**Stated problem**
Reproduce only this part of the listing: the line with "find the white bird", plus every line after it through the last.

(Named object pointing entries)
#####

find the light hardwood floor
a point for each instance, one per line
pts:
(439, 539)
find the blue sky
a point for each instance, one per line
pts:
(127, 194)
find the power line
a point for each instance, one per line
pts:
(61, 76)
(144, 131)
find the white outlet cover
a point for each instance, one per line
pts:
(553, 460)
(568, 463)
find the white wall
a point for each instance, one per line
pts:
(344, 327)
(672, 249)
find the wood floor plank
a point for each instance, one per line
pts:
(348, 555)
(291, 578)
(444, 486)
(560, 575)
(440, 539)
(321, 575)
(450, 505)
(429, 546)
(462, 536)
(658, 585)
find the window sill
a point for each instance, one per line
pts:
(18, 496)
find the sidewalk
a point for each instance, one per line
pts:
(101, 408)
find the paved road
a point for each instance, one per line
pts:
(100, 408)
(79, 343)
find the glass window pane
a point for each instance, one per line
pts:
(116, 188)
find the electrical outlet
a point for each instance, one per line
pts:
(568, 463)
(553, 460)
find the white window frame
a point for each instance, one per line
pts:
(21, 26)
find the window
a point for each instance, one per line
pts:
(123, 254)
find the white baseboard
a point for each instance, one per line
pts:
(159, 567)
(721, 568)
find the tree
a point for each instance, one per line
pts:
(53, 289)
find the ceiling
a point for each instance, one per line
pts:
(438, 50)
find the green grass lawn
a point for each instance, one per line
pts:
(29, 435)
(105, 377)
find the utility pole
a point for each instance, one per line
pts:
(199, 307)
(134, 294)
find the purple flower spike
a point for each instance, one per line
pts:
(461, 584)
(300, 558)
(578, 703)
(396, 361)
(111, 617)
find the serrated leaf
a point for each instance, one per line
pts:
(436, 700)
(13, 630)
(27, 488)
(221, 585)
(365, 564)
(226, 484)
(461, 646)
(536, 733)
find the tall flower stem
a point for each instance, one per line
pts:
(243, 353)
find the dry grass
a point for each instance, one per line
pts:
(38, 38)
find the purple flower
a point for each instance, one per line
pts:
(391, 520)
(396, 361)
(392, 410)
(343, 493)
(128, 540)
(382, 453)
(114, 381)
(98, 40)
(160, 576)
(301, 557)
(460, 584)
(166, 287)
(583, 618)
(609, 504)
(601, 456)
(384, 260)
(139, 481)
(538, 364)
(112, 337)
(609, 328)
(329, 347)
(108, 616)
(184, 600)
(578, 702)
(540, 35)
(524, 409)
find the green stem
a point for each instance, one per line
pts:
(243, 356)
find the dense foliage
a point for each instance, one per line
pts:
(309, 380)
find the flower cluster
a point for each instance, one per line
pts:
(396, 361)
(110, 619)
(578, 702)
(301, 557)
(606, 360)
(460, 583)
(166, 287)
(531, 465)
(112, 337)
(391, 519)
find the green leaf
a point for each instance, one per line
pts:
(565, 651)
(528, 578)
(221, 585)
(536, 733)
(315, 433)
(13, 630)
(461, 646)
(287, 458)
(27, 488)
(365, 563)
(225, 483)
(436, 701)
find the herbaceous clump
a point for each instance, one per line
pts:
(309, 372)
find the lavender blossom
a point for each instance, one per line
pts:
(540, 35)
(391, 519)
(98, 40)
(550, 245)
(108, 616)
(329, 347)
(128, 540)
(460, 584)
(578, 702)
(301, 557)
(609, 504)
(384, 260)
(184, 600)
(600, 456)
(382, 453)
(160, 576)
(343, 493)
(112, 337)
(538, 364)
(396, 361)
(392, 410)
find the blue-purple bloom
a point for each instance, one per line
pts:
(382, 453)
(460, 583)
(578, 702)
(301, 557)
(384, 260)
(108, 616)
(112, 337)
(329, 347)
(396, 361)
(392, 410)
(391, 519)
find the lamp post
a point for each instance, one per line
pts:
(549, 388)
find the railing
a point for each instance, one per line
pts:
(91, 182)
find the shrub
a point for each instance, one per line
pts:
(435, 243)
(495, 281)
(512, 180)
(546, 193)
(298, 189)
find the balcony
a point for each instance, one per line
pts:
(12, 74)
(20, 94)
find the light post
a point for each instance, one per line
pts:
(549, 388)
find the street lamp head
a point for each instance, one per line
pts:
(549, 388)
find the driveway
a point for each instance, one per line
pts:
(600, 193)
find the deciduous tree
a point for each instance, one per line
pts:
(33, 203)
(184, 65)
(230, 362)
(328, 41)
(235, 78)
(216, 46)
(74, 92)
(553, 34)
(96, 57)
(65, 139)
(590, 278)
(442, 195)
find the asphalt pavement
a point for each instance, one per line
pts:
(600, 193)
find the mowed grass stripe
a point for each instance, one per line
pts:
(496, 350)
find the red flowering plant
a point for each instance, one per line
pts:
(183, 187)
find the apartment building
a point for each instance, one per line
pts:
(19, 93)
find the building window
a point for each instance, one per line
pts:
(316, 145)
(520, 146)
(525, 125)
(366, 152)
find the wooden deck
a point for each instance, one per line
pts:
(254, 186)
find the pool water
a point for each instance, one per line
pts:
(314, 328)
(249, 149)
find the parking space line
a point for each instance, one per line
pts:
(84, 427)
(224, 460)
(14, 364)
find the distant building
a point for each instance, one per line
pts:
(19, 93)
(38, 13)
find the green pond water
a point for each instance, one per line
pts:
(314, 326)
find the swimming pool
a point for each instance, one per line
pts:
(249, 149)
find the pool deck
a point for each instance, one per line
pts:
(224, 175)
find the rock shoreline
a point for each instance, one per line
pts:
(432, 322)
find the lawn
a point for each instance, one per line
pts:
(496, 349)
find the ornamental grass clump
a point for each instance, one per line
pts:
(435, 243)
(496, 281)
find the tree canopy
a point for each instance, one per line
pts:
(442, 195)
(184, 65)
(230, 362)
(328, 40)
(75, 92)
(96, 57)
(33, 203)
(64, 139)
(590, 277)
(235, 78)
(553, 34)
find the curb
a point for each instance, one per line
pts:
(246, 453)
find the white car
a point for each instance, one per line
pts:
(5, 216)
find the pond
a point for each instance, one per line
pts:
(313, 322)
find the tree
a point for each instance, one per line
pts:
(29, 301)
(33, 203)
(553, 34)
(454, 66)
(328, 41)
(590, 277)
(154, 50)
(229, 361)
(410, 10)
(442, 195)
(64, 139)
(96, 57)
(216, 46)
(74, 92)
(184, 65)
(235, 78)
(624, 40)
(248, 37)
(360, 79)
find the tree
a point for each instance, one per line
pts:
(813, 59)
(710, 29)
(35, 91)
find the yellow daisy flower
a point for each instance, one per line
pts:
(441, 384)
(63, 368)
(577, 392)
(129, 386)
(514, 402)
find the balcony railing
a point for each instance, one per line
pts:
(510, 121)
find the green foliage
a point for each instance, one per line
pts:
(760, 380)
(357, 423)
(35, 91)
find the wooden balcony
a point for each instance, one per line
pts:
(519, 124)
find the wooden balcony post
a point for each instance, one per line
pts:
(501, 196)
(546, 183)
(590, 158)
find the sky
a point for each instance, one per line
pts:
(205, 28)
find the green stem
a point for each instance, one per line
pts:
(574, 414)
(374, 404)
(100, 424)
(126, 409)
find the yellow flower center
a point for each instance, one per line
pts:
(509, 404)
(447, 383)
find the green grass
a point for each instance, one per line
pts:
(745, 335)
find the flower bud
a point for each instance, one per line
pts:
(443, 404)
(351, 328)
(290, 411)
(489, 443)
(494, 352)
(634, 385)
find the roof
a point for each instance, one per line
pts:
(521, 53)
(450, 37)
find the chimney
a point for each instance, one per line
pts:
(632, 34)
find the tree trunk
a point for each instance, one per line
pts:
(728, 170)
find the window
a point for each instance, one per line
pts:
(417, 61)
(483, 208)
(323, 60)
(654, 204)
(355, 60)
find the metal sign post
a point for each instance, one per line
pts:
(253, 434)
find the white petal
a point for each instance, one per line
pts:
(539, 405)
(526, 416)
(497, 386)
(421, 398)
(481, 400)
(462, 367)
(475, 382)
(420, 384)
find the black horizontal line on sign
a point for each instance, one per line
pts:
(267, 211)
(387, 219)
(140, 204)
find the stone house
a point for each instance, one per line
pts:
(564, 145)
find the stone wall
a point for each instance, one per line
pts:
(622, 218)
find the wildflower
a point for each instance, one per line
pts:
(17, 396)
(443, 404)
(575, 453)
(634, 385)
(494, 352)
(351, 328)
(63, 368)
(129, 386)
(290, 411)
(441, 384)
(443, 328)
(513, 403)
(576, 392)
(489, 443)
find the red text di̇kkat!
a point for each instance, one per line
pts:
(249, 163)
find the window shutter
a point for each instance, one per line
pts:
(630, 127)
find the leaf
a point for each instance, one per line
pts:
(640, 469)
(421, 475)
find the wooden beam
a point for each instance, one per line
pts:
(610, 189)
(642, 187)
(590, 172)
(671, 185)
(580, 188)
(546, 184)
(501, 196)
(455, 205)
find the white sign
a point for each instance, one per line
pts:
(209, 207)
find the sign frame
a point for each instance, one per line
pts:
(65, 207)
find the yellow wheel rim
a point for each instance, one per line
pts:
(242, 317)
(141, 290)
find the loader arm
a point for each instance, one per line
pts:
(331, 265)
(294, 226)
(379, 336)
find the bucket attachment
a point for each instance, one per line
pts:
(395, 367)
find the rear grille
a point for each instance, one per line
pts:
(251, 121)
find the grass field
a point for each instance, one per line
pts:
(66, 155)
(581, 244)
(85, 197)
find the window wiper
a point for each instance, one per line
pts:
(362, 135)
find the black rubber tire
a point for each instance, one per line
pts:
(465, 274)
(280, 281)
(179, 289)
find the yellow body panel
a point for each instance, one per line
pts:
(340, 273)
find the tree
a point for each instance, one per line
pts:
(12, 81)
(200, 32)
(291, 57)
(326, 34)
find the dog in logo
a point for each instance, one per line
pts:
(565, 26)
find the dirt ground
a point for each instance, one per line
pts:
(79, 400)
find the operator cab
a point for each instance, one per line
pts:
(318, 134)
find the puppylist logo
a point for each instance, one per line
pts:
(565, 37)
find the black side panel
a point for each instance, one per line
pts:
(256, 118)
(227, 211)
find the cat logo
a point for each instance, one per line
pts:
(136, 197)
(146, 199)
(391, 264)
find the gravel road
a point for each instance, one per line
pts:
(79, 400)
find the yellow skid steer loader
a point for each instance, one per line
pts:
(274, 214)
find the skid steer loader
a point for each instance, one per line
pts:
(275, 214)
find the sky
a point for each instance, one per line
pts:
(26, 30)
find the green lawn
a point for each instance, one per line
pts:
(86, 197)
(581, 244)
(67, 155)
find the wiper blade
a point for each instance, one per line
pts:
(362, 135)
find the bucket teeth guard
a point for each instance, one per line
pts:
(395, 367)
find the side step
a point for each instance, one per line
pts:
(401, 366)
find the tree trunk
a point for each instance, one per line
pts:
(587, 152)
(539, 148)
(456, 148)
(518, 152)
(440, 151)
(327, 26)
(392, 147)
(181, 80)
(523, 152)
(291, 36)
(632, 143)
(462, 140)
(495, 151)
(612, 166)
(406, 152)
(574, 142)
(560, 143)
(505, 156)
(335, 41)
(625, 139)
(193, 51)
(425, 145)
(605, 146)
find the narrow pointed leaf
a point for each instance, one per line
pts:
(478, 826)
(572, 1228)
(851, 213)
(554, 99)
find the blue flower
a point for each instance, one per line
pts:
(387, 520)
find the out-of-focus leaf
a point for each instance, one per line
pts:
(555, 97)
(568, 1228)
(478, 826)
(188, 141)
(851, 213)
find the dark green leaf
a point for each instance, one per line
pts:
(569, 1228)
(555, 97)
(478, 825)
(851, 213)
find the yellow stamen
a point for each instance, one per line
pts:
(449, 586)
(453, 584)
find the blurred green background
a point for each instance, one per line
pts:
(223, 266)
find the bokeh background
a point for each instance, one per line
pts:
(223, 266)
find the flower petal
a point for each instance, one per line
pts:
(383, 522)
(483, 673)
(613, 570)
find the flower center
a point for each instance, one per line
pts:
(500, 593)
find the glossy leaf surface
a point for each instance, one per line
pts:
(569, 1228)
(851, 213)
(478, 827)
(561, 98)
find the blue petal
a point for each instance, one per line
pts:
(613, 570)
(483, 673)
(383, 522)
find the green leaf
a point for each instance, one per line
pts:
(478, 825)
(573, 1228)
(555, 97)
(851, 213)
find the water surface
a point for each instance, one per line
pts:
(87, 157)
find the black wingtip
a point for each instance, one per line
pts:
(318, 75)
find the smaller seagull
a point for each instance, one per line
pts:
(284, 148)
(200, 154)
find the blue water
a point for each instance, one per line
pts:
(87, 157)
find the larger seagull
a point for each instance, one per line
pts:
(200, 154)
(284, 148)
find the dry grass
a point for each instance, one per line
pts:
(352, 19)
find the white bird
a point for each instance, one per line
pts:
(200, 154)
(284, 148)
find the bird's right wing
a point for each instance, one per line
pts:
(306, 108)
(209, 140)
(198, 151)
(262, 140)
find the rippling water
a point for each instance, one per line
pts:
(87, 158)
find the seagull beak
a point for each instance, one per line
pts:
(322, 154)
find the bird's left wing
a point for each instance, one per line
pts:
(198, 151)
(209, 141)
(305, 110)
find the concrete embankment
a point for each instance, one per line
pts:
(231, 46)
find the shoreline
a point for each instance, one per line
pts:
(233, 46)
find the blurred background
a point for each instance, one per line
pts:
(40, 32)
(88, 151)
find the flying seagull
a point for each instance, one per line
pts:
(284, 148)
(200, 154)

#####

**Correct answer**
find the white bird
a point for each instance, one per line
pts:
(200, 154)
(284, 148)
find the bird's right wing
a point for each instance, one per line
pts:
(306, 108)
(209, 140)
(198, 151)
(262, 140)
find the rippling water
a point for each instance, one per line
pts:
(87, 158)
find the seagull beak
a point for each instance, one per line
pts:
(322, 154)
find the bird's left wing
a point for each instance, one per line
pts:
(198, 151)
(209, 141)
(305, 110)
find the concrete embankment
a point for each instance, one per line
pts:
(231, 46)
find the shoreline
a point for each instance, one per line
pts:
(233, 46)
find the blurred background
a point for each instance, one per line
pts:
(40, 32)
(88, 151)
find the flying seagull
a point for each instance, one per line
pts:
(284, 148)
(200, 154)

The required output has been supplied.